WRITTEN INSTRUCTION |
Please update the records from their start through the line with "M268 56L268 53L274", replacing "blue water" with "river water" and leaving all else unchanged. Return only those lines, without the pictures.
Begin MATERIAL FOR THIS TASK
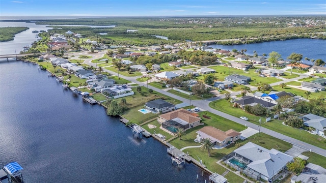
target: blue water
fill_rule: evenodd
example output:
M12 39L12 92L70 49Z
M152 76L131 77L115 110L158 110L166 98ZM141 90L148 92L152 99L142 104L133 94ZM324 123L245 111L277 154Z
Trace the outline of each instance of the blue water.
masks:
M0 166L17 161L26 182L189 182L201 175L193 164L178 169L166 146L133 137L37 66L0 62Z
M268 56L268 53L274 51L281 54L284 59L286 59L286 57L292 52L295 52L303 55L304 63L305 62L305 57L326 60L326 40L320 39L297 39L242 45L212 45L209 46L230 51L236 49L240 51L241 49L247 49L245 54L249 55L253 55L255 50L259 55L266 53Z

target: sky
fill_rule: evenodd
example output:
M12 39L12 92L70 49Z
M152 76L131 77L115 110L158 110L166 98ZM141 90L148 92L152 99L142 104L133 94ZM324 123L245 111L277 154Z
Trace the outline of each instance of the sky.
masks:
M326 15L326 0L0 0L0 16Z

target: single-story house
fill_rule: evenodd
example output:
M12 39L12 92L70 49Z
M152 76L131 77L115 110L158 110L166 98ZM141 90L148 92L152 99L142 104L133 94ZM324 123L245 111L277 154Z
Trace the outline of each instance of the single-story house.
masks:
M129 57L129 55L125 54L117 54L116 55L113 56L115 58L127 58Z
M182 62L171 62L169 63L169 66L175 66L177 67L181 67Z
M233 87L233 83L229 81L215 81L214 87L219 89L227 89L230 87Z
M133 63L133 62L131 62L129 60L121 60L121 64L124 65L130 65Z
M240 138L241 133L230 129L224 132L211 126L206 126L196 132L198 134L196 138L197 142L202 142L204 139L210 139L211 142L214 145L224 147Z
M231 63L231 67L236 69L240 69L243 71L247 70L250 67L250 65L244 63Z
M326 73L326 67L314 66L309 69L309 72L313 71L315 73Z
M280 76L284 75L284 72L278 69L268 69L261 71L261 74L265 76Z
M161 73L159 73L158 74L155 74L154 76L156 79L172 79L175 77L180 76L179 74L176 74L173 72L170 72L170 71L162 72Z
M215 70L214 70L213 69L210 69L210 68L200 68L199 69L196 69L196 71L197 71L198 72L201 73L201 74L209 74L209 73L214 73L216 72Z
M225 80L238 84L247 84L250 81L249 77L238 74L232 74L225 77Z
M326 182L326 169L309 163L300 174L292 176L290 179L290 183Z
M163 51L159 52L158 53L159 53L159 54L171 54L171 52L169 51Z
M318 135L324 136L324 128L326 127L326 118L313 114L308 114L303 116L304 125L309 127L313 127L314 132Z
M256 180L271 179L286 164L293 161L293 157L279 150L268 150L249 142L223 158L224 162L231 167L238 167L242 173Z
M154 64L152 66L152 69L153 70L159 71L161 70L161 67L158 64Z
M175 133L179 128L187 130L200 125L201 119L197 113L181 108L160 115L157 121L164 128Z
M326 78L318 78L311 82L314 84L325 86L326 85Z
M286 65L286 68L291 69L291 67L292 66L291 66L291 64L287 65ZM297 65L296 65L296 66L293 66L293 68L302 68L302 69L304 70L308 70L311 67L311 66L309 66L309 65L305 65L305 64L301 64L301 63L298 64Z
M90 71L79 71L75 73L75 75L80 79L89 79L90 76L94 75L94 73Z
M242 109L244 109L244 106L246 105L254 106L257 104L259 104L266 108L268 108L269 109L271 109L275 105L276 105L276 104L273 104L271 102L251 96L242 97L241 98L241 99L235 101L234 103L237 104Z
M152 51L152 52L147 52L146 54L147 56L154 56L154 55L156 55L156 54L157 54L157 53L156 53L156 52Z
M238 54L238 55L235 55L234 57L236 58L238 61L244 61L247 59L247 56L242 54Z
M143 56L143 55L144 54L142 53L137 53L137 52L131 53L129 54L130 56Z
M320 84L312 83L308 82L301 83L301 88L312 92L317 92L325 90L325 86Z
M267 62L267 59L261 57L252 57L248 59L249 61L252 62L255 64L260 64L261 63L264 63L265 62Z
M175 105L162 99L157 99L146 102L145 104L145 107L152 112L164 113L175 109Z
M144 65L133 65L130 66L132 71L146 72L147 70L146 66Z

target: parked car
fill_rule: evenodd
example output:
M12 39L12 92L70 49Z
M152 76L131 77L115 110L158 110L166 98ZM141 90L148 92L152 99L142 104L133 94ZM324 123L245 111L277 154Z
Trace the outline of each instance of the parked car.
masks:
M244 116L241 116L240 117L240 118L241 119L243 119L243 120L248 120L248 118L247 117L244 117Z

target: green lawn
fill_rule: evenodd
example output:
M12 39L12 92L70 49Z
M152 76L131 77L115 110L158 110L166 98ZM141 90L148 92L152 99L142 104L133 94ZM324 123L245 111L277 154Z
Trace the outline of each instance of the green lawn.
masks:
M103 101L107 99L106 96L101 93L93 94L93 95L92 95L92 97L93 97L93 99L95 99L98 102Z
M240 108L235 108L232 106L231 103L228 102L226 100L222 99L212 102L209 103L209 106L236 117L246 116L248 118L250 122L257 125L259 125L260 116L247 113ZM262 127L326 149L326 145L321 141L322 139L318 136L311 134L303 130L283 125L282 124L282 121L277 119L272 119L269 122L264 123L265 117L264 117L264 116L262 116Z
M148 128L148 125L149 124L155 125L155 126L156 126L156 128L153 128L153 129L150 129L149 128ZM166 138L165 138L166 140L169 139L172 137L173 137L173 136L170 134L169 133L166 132L165 131L162 130L160 129L159 127L160 127L161 125L160 124L158 123L158 121L157 121L157 120L154 120L153 121L151 121L148 124L144 125L143 126L142 126L142 127L144 128L145 130L149 132L152 134L154 134L154 131L155 131L156 134L161 134L164 135L166 137Z
M118 76L110 76L108 78L114 79L115 83L118 84L129 83L131 82L130 81L128 81L126 79L124 79L121 78L120 78L120 79L119 79L119 78L118 78Z
M289 69L287 70L286 71L291 72L291 69ZM307 71L308 71L301 70L297 69L292 69L292 72L295 72L295 73L300 73L300 74L306 73Z
M326 157L313 152L310 152L309 151L304 152L302 155L309 157L309 159L308 159L308 162L315 164L324 168L326 168Z
M170 89L169 90L168 90L168 92L177 95L178 96L183 97L185 99L189 99L188 95L182 93L180 92L178 92L174 89ZM210 98L214 96L214 95L213 94L212 94L211 93L208 93L208 94L204 94L203 97L199 97L196 95L193 95L191 97L191 100L203 100L203 99L205 99L207 98Z
M156 81L154 81L154 82L151 82L149 83L148 83L149 85L155 87L156 88L157 88L158 89L164 89L164 88L166 88L166 87L162 87L162 86L163 86L163 84L159 83L158 82L156 82Z
M104 69L118 73L118 69L115 68L114 67L108 67L105 68ZM129 74L128 73L128 71L127 71L124 68L121 68L119 73L119 74L121 74L122 75L128 77L142 76L142 73L141 73L140 72L132 72L130 74Z
M292 73L292 75L290 75L290 73L284 73L284 75L280 76L280 77L282 77L283 78L292 79L292 78L295 78L296 77L298 77L299 76L299 76L298 75L297 75L296 74Z

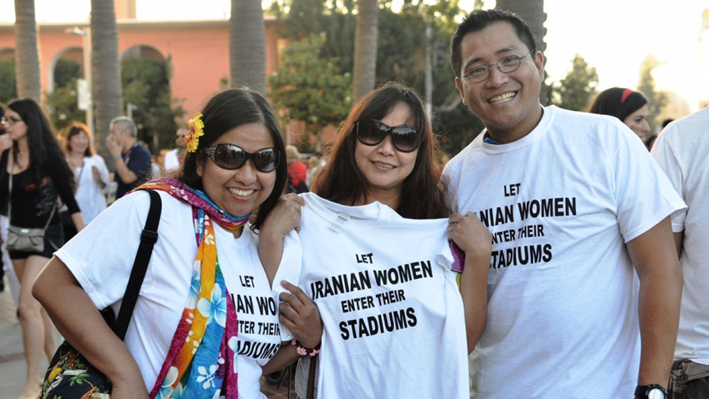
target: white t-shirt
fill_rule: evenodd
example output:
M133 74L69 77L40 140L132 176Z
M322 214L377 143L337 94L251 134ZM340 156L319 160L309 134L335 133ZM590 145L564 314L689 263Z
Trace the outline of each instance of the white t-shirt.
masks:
End MATERIAL FOR THIS TASK
RESULT FOR THIS TASK |
target: river water
fill_rule: evenodd
example output:
M12 39L12 92L70 49Z
M152 76L131 77L115 110L158 110L166 98ZM141 90L148 92L152 99L142 104L133 94ZM324 123L245 111L277 154Z
Trace the outline of each instance of the river water.
masks:
M0 166L17 161L26 182L189 182L201 175L193 164L178 169L166 146L133 137L37 66L0 62Z
M268 56L268 53L274 51L281 54L284 59L286 59L286 57L292 52L295 52L303 55L304 63L305 62L305 57L326 60L326 40L320 39L297 39L242 45L212 45L209 46L230 51L236 49L240 51L241 49L247 49L245 54L249 55L253 55L255 50L259 55L266 53Z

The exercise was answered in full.